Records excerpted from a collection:
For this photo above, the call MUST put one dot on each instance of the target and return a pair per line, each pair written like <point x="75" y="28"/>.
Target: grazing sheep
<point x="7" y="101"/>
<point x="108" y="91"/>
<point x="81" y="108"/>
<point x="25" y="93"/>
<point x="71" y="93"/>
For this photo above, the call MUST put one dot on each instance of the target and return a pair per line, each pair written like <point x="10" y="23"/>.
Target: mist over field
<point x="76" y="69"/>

---

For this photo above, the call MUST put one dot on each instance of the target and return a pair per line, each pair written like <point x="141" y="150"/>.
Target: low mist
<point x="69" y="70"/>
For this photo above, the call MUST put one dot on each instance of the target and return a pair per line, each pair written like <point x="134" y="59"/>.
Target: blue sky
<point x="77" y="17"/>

> **WHAT TO WORK ON**: Gather every line of the material above that contains the word "mist", treating uppercase and lowercase as different.

> **RESPONSE FOR THIS EXERCISE**:
Target: mist over field
Target: low mist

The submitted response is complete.